_Given task_: Convert the material below into a JSON list of strings with one string per line, leaving out any blank lines.

[Excerpted records start]

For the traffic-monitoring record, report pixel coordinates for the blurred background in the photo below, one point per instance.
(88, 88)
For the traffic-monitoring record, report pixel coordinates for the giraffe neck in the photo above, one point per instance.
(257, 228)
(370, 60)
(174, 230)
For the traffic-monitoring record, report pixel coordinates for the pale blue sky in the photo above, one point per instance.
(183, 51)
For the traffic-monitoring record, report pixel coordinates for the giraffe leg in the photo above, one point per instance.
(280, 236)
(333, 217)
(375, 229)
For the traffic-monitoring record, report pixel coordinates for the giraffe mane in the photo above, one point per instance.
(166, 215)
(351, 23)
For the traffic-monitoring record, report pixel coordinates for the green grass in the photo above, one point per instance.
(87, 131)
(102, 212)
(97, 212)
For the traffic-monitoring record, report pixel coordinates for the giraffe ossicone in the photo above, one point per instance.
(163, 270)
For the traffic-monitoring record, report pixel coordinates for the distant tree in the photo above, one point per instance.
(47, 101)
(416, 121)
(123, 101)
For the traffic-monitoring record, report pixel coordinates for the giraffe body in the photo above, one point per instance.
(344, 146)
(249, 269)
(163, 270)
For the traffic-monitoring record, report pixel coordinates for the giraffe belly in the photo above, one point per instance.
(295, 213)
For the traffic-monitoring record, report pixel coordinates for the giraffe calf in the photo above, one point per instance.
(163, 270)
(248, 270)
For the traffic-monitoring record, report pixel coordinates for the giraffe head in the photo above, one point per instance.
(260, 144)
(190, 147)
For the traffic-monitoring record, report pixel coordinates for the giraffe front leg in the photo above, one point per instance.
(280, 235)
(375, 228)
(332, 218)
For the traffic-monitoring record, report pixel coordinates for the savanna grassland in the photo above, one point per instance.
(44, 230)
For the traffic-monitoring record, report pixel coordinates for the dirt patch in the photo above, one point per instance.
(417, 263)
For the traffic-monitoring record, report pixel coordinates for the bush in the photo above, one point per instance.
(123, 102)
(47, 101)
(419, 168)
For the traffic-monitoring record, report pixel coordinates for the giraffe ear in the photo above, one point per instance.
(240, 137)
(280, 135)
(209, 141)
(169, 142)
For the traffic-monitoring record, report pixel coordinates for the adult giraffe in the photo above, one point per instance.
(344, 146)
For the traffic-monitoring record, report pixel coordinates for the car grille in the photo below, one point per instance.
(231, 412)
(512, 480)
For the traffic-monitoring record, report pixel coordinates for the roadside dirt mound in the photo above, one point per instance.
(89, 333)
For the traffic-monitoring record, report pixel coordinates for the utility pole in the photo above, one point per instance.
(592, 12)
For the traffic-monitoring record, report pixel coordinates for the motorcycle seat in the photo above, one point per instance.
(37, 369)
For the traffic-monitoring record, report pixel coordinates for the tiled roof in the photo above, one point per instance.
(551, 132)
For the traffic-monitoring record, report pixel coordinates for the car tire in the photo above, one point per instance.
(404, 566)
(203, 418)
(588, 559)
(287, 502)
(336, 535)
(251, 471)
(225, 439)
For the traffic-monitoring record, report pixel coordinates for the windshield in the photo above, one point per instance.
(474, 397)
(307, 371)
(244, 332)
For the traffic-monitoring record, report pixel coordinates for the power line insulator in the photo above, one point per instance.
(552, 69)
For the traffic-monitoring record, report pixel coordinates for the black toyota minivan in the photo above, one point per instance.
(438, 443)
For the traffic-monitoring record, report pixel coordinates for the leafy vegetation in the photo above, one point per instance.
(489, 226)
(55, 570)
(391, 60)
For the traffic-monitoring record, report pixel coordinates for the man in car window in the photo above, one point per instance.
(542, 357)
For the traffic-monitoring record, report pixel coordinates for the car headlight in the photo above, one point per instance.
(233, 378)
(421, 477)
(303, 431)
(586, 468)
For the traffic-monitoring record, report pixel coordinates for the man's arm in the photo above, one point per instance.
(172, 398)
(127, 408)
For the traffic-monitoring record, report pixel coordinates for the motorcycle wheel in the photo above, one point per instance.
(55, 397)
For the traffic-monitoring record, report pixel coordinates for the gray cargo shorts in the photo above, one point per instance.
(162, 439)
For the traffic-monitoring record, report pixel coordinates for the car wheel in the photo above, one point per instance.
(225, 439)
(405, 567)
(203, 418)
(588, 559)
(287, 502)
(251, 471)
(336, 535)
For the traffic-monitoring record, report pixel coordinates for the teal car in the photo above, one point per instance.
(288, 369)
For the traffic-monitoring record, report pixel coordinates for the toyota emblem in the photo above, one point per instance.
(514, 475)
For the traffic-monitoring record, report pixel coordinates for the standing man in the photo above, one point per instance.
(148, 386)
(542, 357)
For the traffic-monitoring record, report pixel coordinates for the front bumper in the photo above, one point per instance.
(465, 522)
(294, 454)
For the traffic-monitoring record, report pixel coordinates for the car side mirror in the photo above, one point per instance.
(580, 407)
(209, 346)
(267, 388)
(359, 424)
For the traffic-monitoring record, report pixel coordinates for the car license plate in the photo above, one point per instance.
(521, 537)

[Excerpted records end]

_Written solution_:
[
  "For the traffic-monitoring record, report pixel coordinates for the blurred background in the photo below, one point per instance.",
  "(88, 88)",
  "For the traffic-monitoring record, report pixel coordinates for the giraffe neck in the photo above, one point per instance.",
  "(257, 228)",
  "(370, 60)",
  "(174, 230)",
  "For the traffic-monitoring record, report pixel coordinates for the pale blue sky in the photo above, one point per instance.",
  "(183, 51)",
  "For the traffic-monitoring record, report pixel coordinates for the giraffe leg in the photo above, one point per instance.",
  "(280, 236)",
  "(333, 217)",
  "(375, 229)",
  "For the traffic-monitoring record, report pixel coordinates for the giraffe mane in the photo above, one point per instance.",
  "(166, 215)",
  "(351, 23)",
  "For the traffic-monitoring record, report pixel coordinates for the green grass in the photo above, one point per instance.",
  "(87, 131)",
  "(102, 212)",
  "(97, 212)",
  "For the traffic-monitoring record, report pixel coordinates for the giraffe ossicone in the photo above, one point per instance.",
  "(163, 270)",
  "For the traffic-monitoring record, report pixel coordinates for the distant tree in the photo above, one point per instance.",
  "(47, 101)",
  "(416, 121)",
  "(123, 101)",
  "For the traffic-monitoring record, report pixel coordinates for the giraffe body in the photo above, one point per instance.",
  "(344, 146)",
  "(249, 269)",
  "(163, 270)",
  "For the traffic-monitoring record, report pixel coordinates for the giraffe belly in the photo above, one point per instance.",
  "(295, 213)",
  "For the traffic-monitoring record, report pixel coordinates for the giraffe calf in the photo above, one point per instance.",
  "(163, 270)",
  "(248, 270)",
  "For the traffic-monitoring record, report pixel coordinates for the giraffe head in the photo above, one point per instance.",
  "(260, 144)",
  "(190, 147)",
  "For the traffic-monitoring record, report pixel coordinates for the giraffe front leg in the photo above, one point per instance.",
  "(280, 235)",
  "(375, 228)",
  "(332, 218)",
  "For the traffic-monitoring record, report pixel coordinates for the savanna grassland in the photo above, one point per instance.",
  "(44, 230)",
  "For the traffic-monitoring record, report pixel coordinates for the dirt patch in the photo above, one point per instance.",
  "(417, 263)",
  "For the traffic-monitoring record, report pixel coordinates for the bush in the photo above, one point per instance.",
  "(123, 102)",
  "(47, 101)",
  "(419, 168)",
  "For the traffic-monitoring record, report pixel coordinates for the giraffe ear in the photo above, one point per instance.",
  "(240, 137)",
  "(280, 135)",
  "(209, 141)",
  "(169, 142)",
  "For the traffic-monitoring record, report pixel coordinates for the adult giraffe in the photo above, one point per instance.",
  "(344, 146)",
  "For the traffic-monitoring record, report pixel coordinates for the car grille in the photo below, one point per instance.",
  "(231, 412)",
  "(512, 480)",
  "For the traffic-monitoring record, report pixel coordinates for the roadside dirt mound in the photo above, one point per instance.",
  "(89, 333)",
  "For the traffic-monitoring record, report pixel coordinates for the utility pole in the photo above, one point per instance.",
  "(592, 12)",
  "For the traffic-monitoring record, report pixel coordinates for the motorcycle seat in the photo above, one point per instance.",
  "(37, 369)",
  "For the traffic-monitoring record, report pixel coordinates for the tiled roof in the photo above, one point per instance.",
  "(551, 132)",
  "For the traffic-monitoring record, report pixel coordinates for the car tire in the photo above, one point per instance.",
  "(404, 566)",
  "(203, 418)",
  "(588, 559)",
  "(287, 502)",
  "(336, 535)",
  "(251, 471)",
  "(225, 439)",
  "For the traffic-monitoring record, report pixel coordinates for the windshield in the photo above, one point per instance.",
  "(474, 397)",
  "(307, 371)",
  "(244, 332)",
  "For the traffic-monitoring record, report pixel coordinates for the power line insulator in the photo above, one point per instance.",
  "(552, 69)",
  "For the traffic-monitoring record, report pixel coordinates for the black toyota minivan in the photo above, one point per instance.",
  "(438, 443)",
  "For the traffic-monitoring record, report pixel coordinates for the leafy vegetation in the photo above, one point per instance.",
  "(489, 226)",
  "(55, 570)",
  "(391, 60)",
  "For the traffic-monitoring record, report pixel coordinates for the man in car window in the photo above, one point per instance.",
  "(542, 357)",
  "For the traffic-monitoring record, report pixel coordinates for the car headlight in the photo above, one point per instance.",
  "(233, 378)",
  "(421, 477)",
  "(303, 431)",
  "(586, 468)",
  "For the traffic-monitoring record, report pixel coordinates for the man's arm in the photo above, one point per instance.",
  "(172, 398)",
  "(127, 408)",
  "For the traffic-monitoring record, report pixel coordinates for the motorcycle wheel in the photo above, one point per instance.",
  "(55, 397)",
  "For the traffic-monitoring record, report pixel coordinates for the gray cargo shorts in the photo above, one point per instance.",
  "(162, 439)",
  "For the traffic-monitoring record, report pixel coordinates for the car wheel in the photo above, one point per instance.",
  "(225, 439)",
  "(405, 567)",
  "(203, 418)",
  "(588, 559)",
  "(287, 502)",
  "(251, 471)",
  "(336, 535)",
  "For the traffic-monitoring record, report pixel coordinates for the teal car in the photo above, one point per instance.",
  "(288, 369)",
  "For the traffic-monitoring record, report pixel coordinates for the toyota emblem in the photo above, one point per instance.",
  "(514, 475)",
  "For the traffic-monitoring record, report pixel coordinates for the standing man in the photo above, one point per instance.",
  "(148, 386)",
  "(542, 357)",
  "For the traffic-monitoring record, report pixel coordinates for the front bumper in the photo above, one point per instance.",
  "(465, 522)",
  "(294, 454)",
  "For the traffic-monitoring record, report pixel coordinates for the car side mirror in the photo above, one point per instance.",
  "(580, 407)",
  "(209, 346)",
  "(267, 388)",
  "(359, 424)",
  "For the traffic-monitoring record, report pixel coordinates for the car license plate in the photo above, one point per instance.",
  "(521, 537)"
]